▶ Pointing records
--------------------
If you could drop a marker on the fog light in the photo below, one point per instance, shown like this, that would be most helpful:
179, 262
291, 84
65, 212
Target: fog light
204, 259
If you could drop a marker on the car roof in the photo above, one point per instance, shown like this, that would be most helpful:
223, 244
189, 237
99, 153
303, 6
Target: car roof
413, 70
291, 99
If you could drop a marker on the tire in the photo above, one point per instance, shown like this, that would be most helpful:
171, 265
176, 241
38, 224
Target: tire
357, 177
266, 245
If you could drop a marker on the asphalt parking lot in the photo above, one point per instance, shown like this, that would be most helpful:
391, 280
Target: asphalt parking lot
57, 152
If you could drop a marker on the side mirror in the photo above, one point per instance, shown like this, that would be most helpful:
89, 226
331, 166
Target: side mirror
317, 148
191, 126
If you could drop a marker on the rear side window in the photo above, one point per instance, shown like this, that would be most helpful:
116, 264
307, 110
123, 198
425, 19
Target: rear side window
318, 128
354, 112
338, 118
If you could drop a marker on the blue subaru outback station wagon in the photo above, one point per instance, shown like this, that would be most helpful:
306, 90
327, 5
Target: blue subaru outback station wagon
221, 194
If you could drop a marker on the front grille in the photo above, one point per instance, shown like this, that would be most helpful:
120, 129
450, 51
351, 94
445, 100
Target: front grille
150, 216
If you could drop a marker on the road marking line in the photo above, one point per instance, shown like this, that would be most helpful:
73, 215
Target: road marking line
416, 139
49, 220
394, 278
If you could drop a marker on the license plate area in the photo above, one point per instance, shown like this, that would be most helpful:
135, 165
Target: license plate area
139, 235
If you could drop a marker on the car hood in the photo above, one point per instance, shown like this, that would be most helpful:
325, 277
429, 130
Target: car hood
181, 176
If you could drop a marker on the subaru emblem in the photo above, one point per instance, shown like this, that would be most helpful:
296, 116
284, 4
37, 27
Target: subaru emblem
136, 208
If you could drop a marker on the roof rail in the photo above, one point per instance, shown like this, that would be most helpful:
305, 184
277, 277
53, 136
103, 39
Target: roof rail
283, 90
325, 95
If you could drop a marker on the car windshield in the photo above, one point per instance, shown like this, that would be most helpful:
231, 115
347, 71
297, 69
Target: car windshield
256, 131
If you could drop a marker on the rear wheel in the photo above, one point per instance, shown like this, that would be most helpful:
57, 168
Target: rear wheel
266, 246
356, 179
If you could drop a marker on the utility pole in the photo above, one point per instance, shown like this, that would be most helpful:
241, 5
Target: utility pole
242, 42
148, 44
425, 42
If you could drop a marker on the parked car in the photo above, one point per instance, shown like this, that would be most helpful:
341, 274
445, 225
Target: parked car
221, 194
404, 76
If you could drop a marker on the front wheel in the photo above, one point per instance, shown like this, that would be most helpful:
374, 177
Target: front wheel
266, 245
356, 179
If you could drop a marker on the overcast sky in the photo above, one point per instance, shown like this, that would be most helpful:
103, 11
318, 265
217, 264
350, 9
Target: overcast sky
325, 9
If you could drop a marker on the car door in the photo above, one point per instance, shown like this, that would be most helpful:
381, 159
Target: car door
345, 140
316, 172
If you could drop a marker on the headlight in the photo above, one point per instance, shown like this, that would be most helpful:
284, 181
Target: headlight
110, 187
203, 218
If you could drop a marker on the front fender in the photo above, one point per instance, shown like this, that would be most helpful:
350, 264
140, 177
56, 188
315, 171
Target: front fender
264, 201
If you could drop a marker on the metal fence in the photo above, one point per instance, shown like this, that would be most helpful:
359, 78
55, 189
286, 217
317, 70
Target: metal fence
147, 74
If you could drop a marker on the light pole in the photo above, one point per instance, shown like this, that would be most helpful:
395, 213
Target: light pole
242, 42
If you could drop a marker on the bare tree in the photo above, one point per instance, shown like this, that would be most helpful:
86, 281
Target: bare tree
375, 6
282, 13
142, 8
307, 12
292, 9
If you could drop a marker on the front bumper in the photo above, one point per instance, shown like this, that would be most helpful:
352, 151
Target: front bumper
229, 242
--------------------
▶ What is being asked
Go through the material above line by line and copy it exactly.

▶ The result
If you could drop a marker on the fog light in the photo below, one point per instance, shown like this, that would be most helpful:
179, 262
291, 84
65, 212
Target: fog light
204, 259
If you could drop a marker on the car roof in the photo above, one point per instance, shown like this, that would be most helpful:
223, 244
189, 237
99, 153
303, 6
Target: car roof
413, 70
291, 99
If you could drop a marker on the tire in the photo above, one point per instance, shown like this, that would be most helpful:
171, 265
176, 241
38, 224
Target: tire
357, 177
266, 245
If you could drop a marker on the asphalt parking lot in the photo above, one point per instance, shown like this, that would be most helpful:
391, 280
Target: asphalt parking lot
57, 152
If you could drop a marker on the side mirror in the photo above, one point per instance, shown like this, that would be most helpful:
89, 226
331, 166
Target: side mirror
317, 148
191, 126
If you could drop a marker on the rear side window in the photo above, one point per instance, shown like this, that would be most helpful:
116, 264
307, 110
123, 198
425, 19
Target: rear side window
318, 128
354, 112
338, 118
If you could drop a marker on the blue subaru outback station wagon in the photo above, one point per instance, shown like this, that would be most helpful:
306, 90
327, 5
Target: blue subaru outback station wagon
221, 194
If you could drop a marker on the front grille in the photo above, one point per instance, shown like this, that would be most helpful:
120, 129
450, 51
351, 94
445, 100
Target: front grille
150, 216
If you could drop a marker on the road marking line in the photo above, one point per instance, shown like this, that would be most helpful:
73, 215
Target: road marking line
416, 139
49, 220
394, 278
If you could drop a marker on the license plate area in the photo above, one point per instance, shown like this, that would be most helpful:
135, 165
Target: license plate area
139, 235
If you could drop a marker on the car hood in the photo above, one point per instance, shown like this, that would be most helpful:
325, 277
429, 130
Target: car hood
181, 176
If you could drop a marker on the subaru emblem in the photo above, one point per instance, shown like this, that would be most helpful:
296, 116
284, 4
37, 27
Target: subaru emblem
136, 208
If you could drop a marker on the roof rail in the photo above, one point per instance, shown like this, that would be most helpful:
305, 184
277, 277
53, 136
103, 39
Target: roof rail
283, 90
325, 95
If you could drop a marker on the car windshield in the photo above, one point per instance, shown like this, that would be most helpful:
231, 115
347, 71
297, 69
Target: car windshield
256, 131
If you could drop a marker on the rear wheel in the photo above, one point per instance, shown like this, that would be most helpful:
57, 168
Target: rear wheel
266, 246
356, 179
If you could drop a marker on the utility pole in the photo above, one point per instance, shown like this, that would be most helpful:
241, 5
Target: utility pole
242, 42
148, 44
425, 42
If you could drop a marker on the parked car in the photo above, one point per instance, shown like this, that would be most helpful:
341, 274
445, 225
Target: parked car
221, 194
404, 76
If you could drop a marker on the front wheel in the photo above, one point per instance, shown like this, that would be most helpful:
374, 177
Target: front wheel
266, 245
356, 179
If you could drop a marker on the overcast sky in the photo above, one point per instance, shown like this, that would be most helpful:
103, 11
318, 265
217, 264
350, 9
Target: overcast sky
325, 9
If you could drop a marker on the car door in the photo above, one point per instance, shown like this, that would be most helpful:
381, 159
Target: car door
345, 140
316, 172
If you could drop a marker on the headlight in the photo above, one point per instance, shown like this, that would be most helpful:
284, 181
Target: headlight
110, 187
203, 218
If you could drop a marker on the front fender in the photo above, one point per instance, shown like this, that would be most helpful:
350, 264
140, 177
56, 188
315, 171
Target: front fender
264, 201
If you could drop a marker on the metal fence in the photo above, one point per instance, shown like this, that would be most helpful:
359, 78
55, 189
286, 217
317, 70
Target: metal fence
147, 74
If you could drop a marker on the light pole in the photo above, one point per instance, shown like this, that would be most helpful:
395, 213
Target: light pole
242, 42
If you could drop a marker on the bare tree in the photo above, one point per instance, shown like this, that would be most helpful:
86, 281
Target: bare tree
375, 6
282, 13
142, 8
307, 12
292, 9
If you could drop a marker on the front bumper in the photo above, one point per instance, shown like this, that would be most helpful:
352, 151
Target: front bumper
229, 242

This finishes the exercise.